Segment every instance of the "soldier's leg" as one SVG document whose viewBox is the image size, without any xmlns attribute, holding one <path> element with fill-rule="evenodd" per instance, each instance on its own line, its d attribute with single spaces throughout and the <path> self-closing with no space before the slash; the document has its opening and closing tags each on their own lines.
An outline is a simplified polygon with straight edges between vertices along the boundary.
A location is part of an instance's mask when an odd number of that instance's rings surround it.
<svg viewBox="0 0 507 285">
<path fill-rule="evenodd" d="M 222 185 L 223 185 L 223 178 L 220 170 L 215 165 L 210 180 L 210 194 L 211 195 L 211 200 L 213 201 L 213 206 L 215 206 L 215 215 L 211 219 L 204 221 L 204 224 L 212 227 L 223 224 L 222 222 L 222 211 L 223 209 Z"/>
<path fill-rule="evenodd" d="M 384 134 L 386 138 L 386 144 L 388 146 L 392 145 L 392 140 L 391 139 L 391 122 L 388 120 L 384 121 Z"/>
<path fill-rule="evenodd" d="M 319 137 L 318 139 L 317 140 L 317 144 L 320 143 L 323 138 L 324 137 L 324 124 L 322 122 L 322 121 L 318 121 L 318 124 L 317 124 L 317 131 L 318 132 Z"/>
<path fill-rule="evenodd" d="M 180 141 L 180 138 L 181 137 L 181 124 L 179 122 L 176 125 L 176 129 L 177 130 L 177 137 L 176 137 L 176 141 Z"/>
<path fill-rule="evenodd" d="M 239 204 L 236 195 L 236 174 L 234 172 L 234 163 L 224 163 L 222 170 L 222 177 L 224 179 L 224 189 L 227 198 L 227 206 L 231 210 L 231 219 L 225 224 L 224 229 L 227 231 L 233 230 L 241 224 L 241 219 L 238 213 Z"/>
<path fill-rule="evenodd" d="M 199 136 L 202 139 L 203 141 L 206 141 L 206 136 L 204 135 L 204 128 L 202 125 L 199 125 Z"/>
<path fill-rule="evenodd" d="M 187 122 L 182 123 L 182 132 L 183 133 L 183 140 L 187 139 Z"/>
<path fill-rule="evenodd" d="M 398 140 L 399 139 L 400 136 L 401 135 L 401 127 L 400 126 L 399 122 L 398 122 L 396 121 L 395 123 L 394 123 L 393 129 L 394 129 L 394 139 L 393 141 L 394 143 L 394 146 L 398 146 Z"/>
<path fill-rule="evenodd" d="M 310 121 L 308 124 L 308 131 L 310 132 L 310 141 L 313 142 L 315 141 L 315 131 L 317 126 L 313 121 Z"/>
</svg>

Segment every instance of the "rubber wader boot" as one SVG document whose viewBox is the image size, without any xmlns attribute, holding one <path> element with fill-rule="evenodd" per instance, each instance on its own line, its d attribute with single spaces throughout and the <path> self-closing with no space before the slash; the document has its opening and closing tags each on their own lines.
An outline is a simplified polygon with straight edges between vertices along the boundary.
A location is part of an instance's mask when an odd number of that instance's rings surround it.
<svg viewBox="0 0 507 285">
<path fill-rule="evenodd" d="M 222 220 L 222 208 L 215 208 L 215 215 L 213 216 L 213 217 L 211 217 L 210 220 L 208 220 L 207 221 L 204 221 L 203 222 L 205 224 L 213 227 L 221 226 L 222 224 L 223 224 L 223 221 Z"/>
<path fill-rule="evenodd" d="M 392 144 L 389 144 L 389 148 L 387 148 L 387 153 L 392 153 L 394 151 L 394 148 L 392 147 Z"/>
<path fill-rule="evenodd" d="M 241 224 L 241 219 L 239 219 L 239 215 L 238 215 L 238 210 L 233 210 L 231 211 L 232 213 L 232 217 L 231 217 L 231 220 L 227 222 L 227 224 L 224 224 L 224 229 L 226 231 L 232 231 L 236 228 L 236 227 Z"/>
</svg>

Exercise objective:
Can you rewrite all the records above, swapping "outline" for "contour" everywhere and leaving everything else the same?

Answer to the exercise:
Segment every instance of the "soldier's leg" as one SVG document whose viewBox is the image size, without any xmlns attribute, holding one <path> element with fill-rule="evenodd" per instance, each instance on its own line, its d attribute with single spaces throughout and the <path> self-closing with no space before the slash; the document has its opening and closing tags each on their own lines.
An contour is a simplified polygon with straight edges between vertices along the boundary.
A location is part of an instance's mask when an odd number of that instance's rings surround it.
<svg viewBox="0 0 507 285">
<path fill-rule="evenodd" d="M 222 185 L 223 185 L 223 178 L 220 170 L 215 165 L 210 180 L 210 194 L 211 195 L 211 200 L 213 201 L 213 206 L 215 206 L 215 215 L 211 219 L 204 221 L 204 224 L 212 227 L 223 224 L 222 222 L 222 211 L 223 209 Z"/>
<path fill-rule="evenodd" d="M 384 134 L 386 138 L 386 144 L 388 146 L 392 145 L 392 140 L 391 139 L 391 122 L 388 120 L 384 121 Z"/>
<path fill-rule="evenodd" d="M 319 137 L 318 139 L 317 140 L 317 144 L 320 143 L 323 138 L 324 137 L 324 124 L 322 122 L 322 121 L 318 121 L 318 124 L 317 124 L 317 131 L 318 132 Z"/>
<path fill-rule="evenodd" d="M 180 141 L 180 138 L 181 137 L 181 124 L 179 122 L 176 125 L 176 129 L 177 130 L 177 137 L 176 137 L 176 141 Z"/>
<path fill-rule="evenodd" d="M 239 204 L 236 195 L 236 174 L 234 172 L 234 163 L 224 163 L 222 170 L 222 177 L 224 179 L 224 189 L 227 198 L 227 206 L 231 210 L 231 219 L 225 224 L 224 229 L 227 231 L 233 230 L 241 224 L 241 219 L 238 213 Z"/>
<path fill-rule="evenodd" d="M 199 136 L 202 139 L 203 141 L 206 141 L 206 136 L 204 135 L 204 128 L 202 125 L 199 125 Z"/>
<path fill-rule="evenodd" d="M 187 122 L 182 123 L 182 132 L 183 133 L 183 140 L 187 139 Z"/>
<path fill-rule="evenodd" d="M 398 140 L 399 139 L 400 136 L 401 135 L 401 127 L 400 126 L 399 122 L 398 122 L 396 121 L 395 123 L 394 123 L 393 129 L 394 129 L 394 139 L 393 141 L 394 143 L 394 146 L 398 146 Z"/>
<path fill-rule="evenodd" d="M 310 121 L 308 124 L 308 131 L 310 132 L 310 141 L 313 142 L 315 141 L 315 131 L 317 126 L 313 121 Z"/>
</svg>

Segment every instance of the "rubber wader boot" as one SVG document whose viewBox is the image size, without any xmlns attribute, holding one <path> element with fill-rule="evenodd" per instance, each instance on its own line, its d attribute with single spaces throughout and the <path> self-closing with no space before the slash; the document has its opening and closing tags each on their own lines.
An contour is a simplified polygon with straight edges between vertices along the boundary.
A location is part of an instance's mask when an odd number of that instance's rings surround it.
<svg viewBox="0 0 507 285">
<path fill-rule="evenodd" d="M 222 220 L 222 208 L 215 208 L 215 215 L 213 216 L 213 217 L 211 217 L 210 220 L 208 220 L 207 221 L 204 221 L 203 222 L 205 224 L 213 227 L 221 226 L 222 224 L 223 224 L 223 221 Z"/>
<path fill-rule="evenodd" d="M 392 144 L 389 144 L 389 148 L 387 148 L 387 153 L 392 153 L 394 151 L 394 148 L 392 147 Z"/>
<path fill-rule="evenodd" d="M 241 224 L 241 219 L 239 219 L 239 215 L 238 215 L 238 210 L 233 210 L 231 211 L 232 213 L 232 217 L 231 217 L 231 220 L 227 222 L 227 224 L 224 224 L 224 229 L 226 231 L 232 231 L 236 228 L 236 227 Z"/>
</svg>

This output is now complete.